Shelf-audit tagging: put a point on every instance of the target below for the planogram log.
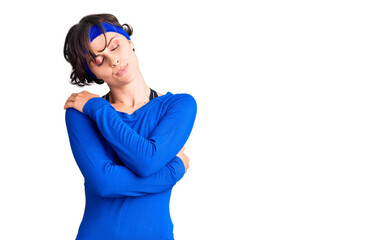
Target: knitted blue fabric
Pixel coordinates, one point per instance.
(129, 165)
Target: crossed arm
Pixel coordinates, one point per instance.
(106, 178)
(145, 156)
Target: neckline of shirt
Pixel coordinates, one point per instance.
(142, 108)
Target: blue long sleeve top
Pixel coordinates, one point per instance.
(129, 165)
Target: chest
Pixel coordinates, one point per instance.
(143, 122)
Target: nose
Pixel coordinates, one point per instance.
(115, 61)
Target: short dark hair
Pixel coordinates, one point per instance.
(77, 49)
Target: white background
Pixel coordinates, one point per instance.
(292, 136)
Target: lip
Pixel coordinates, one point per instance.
(122, 71)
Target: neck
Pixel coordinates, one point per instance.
(132, 94)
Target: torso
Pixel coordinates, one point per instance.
(127, 109)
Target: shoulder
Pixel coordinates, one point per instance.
(75, 119)
(180, 100)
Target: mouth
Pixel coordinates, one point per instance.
(122, 70)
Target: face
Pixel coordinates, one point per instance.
(116, 63)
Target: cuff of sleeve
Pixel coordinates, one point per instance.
(93, 105)
(181, 168)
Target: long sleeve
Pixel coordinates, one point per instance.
(145, 156)
(101, 174)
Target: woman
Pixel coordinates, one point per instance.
(129, 143)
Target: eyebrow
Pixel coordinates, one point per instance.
(108, 44)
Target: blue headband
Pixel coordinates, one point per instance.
(94, 32)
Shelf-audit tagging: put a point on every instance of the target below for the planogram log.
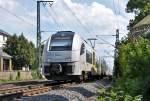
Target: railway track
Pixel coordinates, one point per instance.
(8, 94)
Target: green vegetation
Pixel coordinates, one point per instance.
(140, 8)
(22, 51)
(134, 81)
(133, 63)
(36, 75)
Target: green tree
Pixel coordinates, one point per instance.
(140, 8)
(21, 50)
(134, 65)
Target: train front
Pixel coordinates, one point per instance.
(60, 59)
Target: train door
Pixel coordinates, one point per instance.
(82, 58)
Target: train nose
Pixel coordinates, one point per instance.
(56, 68)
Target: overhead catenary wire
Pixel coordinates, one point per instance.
(50, 15)
(18, 17)
(76, 17)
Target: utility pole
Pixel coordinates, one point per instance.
(38, 44)
(116, 69)
(92, 44)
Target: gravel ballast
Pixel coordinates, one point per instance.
(79, 92)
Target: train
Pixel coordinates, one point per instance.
(67, 56)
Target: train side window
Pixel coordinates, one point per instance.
(88, 57)
(82, 50)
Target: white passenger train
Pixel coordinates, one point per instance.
(66, 56)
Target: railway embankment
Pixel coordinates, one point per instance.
(14, 76)
(88, 91)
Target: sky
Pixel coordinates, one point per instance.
(88, 18)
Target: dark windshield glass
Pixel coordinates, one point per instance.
(61, 43)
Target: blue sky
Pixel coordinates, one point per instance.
(98, 17)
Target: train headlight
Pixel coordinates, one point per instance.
(71, 64)
(68, 59)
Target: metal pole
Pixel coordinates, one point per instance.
(116, 54)
(38, 36)
(38, 44)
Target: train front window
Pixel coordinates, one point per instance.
(60, 45)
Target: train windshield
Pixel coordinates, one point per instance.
(60, 44)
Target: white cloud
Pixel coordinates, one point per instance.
(9, 4)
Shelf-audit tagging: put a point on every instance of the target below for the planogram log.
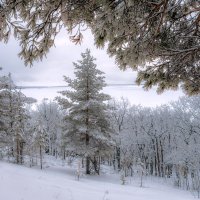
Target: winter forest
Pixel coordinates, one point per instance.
(87, 143)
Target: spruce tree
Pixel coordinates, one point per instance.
(87, 128)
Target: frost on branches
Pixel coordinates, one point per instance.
(87, 129)
(159, 38)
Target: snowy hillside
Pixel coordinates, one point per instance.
(58, 182)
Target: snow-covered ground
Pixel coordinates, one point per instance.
(59, 183)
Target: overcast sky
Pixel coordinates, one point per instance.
(59, 62)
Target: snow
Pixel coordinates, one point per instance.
(59, 183)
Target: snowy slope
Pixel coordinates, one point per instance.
(59, 183)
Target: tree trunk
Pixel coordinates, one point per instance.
(40, 157)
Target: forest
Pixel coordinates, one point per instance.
(86, 124)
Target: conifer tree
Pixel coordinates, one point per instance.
(87, 127)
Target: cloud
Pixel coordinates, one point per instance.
(59, 62)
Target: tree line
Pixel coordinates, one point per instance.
(86, 123)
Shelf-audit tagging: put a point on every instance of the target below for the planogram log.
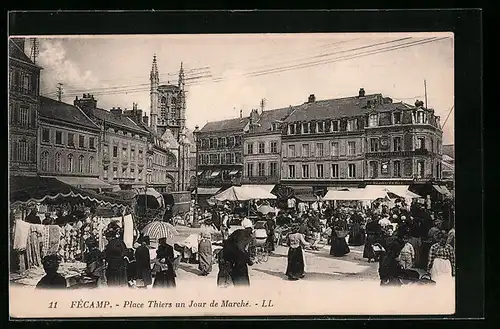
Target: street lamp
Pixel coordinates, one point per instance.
(195, 215)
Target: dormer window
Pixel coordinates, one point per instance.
(396, 118)
(420, 117)
(352, 124)
(335, 125)
(373, 120)
(321, 126)
(305, 128)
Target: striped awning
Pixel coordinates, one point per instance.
(84, 182)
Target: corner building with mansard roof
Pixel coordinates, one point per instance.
(360, 140)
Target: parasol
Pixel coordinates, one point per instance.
(157, 230)
(244, 193)
(265, 209)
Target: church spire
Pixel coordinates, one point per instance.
(155, 81)
(181, 77)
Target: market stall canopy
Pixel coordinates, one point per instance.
(207, 190)
(38, 189)
(244, 193)
(85, 182)
(304, 194)
(356, 194)
(150, 198)
(268, 188)
(265, 209)
(158, 230)
(443, 190)
(394, 191)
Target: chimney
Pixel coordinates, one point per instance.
(419, 103)
(116, 111)
(20, 42)
(87, 104)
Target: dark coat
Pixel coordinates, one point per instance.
(165, 278)
(52, 281)
(116, 270)
(143, 263)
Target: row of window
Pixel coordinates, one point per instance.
(220, 142)
(23, 82)
(321, 171)
(125, 172)
(124, 153)
(305, 150)
(22, 115)
(272, 169)
(261, 147)
(66, 164)
(227, 158)
(70, 139)
(23, 150)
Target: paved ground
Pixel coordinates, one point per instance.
(319, 266)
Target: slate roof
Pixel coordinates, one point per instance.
(225, 125)
(18, 53)
(341, 108)
(270, 116)
(52, 109)
(449, 150)
(118, 120)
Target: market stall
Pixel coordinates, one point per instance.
(69, 220)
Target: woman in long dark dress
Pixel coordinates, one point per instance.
(116, 269)
(338, 244)
(165, 274)
(372, 236)
(143, 261)
(356, 233)
(236, 253)
(296, 265)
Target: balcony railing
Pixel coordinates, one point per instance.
(261, 179)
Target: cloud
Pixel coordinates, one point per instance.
(58, 68)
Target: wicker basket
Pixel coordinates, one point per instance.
(341, 234)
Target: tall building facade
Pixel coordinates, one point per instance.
(220, 160)
(366, 139)
(262, 147)
(68, 145)
(24, 91)
(168, 118)
(123, 145)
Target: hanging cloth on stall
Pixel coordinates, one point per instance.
(54, 239)
(21, 235)
(128, 231)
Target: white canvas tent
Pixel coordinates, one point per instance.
(244, 193)
(356, 194)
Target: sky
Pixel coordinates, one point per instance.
(229, 73)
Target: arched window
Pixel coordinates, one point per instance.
(91, 165)
(71, 164)
(58, 162)
(80, 163)
(45, 161)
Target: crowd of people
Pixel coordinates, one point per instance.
(404, 240)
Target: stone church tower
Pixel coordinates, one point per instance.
(168, 120)
(168, 103)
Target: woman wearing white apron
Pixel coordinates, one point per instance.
(441, 263)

[WHAT THE TASK ASKS] Retype the material verbatim, from the line containing "Target: crowd of people" through the end of the material, including both.

[SOLUTION FOR THIS PROBLEM]
Target: crowd of people
Pixel coordinates, one point per instance.
(404, 240)
Target: stone church tower
Pixel coordinates, one point per instance.
(168, 120)
(168, 103)
Target: woman wearing white apron
Pixel coordinates, one point per instance.
(441, 263)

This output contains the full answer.